### Task objective
Print the listing below again line for line, changing nothing.

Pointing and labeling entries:
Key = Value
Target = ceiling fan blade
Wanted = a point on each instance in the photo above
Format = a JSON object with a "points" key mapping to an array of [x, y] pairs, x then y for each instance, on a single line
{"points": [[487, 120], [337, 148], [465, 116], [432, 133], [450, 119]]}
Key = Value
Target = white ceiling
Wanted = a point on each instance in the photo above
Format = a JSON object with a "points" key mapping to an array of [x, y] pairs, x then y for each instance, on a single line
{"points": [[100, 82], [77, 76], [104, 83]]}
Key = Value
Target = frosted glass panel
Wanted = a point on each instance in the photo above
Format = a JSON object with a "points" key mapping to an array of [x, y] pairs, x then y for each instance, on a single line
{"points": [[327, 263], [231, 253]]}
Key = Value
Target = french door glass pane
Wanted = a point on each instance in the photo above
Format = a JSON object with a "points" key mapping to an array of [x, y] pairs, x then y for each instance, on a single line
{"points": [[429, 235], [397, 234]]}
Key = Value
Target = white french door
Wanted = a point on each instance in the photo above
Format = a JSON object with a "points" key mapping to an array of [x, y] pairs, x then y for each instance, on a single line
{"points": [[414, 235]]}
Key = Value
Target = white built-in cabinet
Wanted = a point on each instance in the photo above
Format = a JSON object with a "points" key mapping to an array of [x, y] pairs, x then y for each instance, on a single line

### Task answer
Key = Value
Target = ceiling fan blade
Wanted = a point on each instance in the photo above
Format = a JSON object with a "points" key mapping to an array of [x, y] pairs, x then y for each instance, on a single line
{"points": [[487, 120], [337, 148], [465, 116], [432, 133], [450, 119]]}
Key = Value
Target = white ceiling
Wanted = a point on each instance in the photo above
Format = a JSON object with a "points" key mapping to an array of [x, y] pairs, x then y for each instance, on a single line
{"points": [[100, 82], [77, 76], [104, 83]]}
Key = Value
Target = frosted glass panel
Wanted = a point on each instance in the photo above
Format = a JSON object with a "points" key mapping to an array of [x, y] pairs, x then y for each instance, on a single line
{"points": [[327, 263], [231, 253]]}
Key = Value
Target = french door glass pane
Wanted = a point on each instance in the photo above
Format = a JSON object with a "points" key mapping to an array of [x, y] pairs, x then y for each instance, on a single line
{"points": [[429, 235], [397, 234]]}
Key = Value
Target = white french door
Wanted = a point on each instance in the photo above
Format = a JSON object with a "points" key mapping to an array of [x, y] pairs, x then y for each instance, on a single line
{"points": [[414, 235]]}
Key = Value
Target = white built-in cabinet
Wanted = a point on each instance in the photo above
Format = a JSON object with a "points" key mapping to an array of [x, y] pairs, x then y for each instance, on a single line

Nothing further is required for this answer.